PROBLEM DETAILS
Word for word, the records below are to be set down again.
# # #
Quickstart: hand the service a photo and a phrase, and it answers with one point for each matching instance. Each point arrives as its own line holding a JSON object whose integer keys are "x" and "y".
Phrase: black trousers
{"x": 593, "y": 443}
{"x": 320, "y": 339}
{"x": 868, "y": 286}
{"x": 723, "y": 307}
# # #
ANSWER TO THE EXERCISE
Quickstart: hand the service a photo and a phrase, and it answers with one point for each matching instance. Each point arrives as its own line holding a JSON object whose integer keys are "x" and "y".
Phrase: black trousers
{"x": 593, "y": 443}
{"x": 320, "y": 339}
{"x": 868, "y": 286}
{"x": 723, "y": 307}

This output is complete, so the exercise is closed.